• What to do: Write out the following lines verbatim, character for character, and leave out the pictures.

• Material provided:
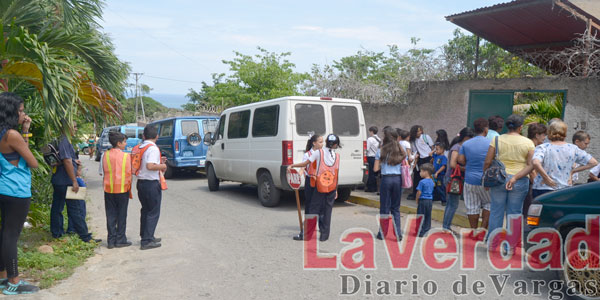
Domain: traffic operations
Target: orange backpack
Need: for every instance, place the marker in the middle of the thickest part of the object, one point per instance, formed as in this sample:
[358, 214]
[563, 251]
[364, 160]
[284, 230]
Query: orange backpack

• Result below:
Domain: traffic operations
Target: orange backpack
Need: for every instance, place the marker in the middle of the thickest part of the object, one point per instance, formed as in this sample:
[358, 214]
[563, 251]
[364, 160]
[284, 230]
Query: orange backpack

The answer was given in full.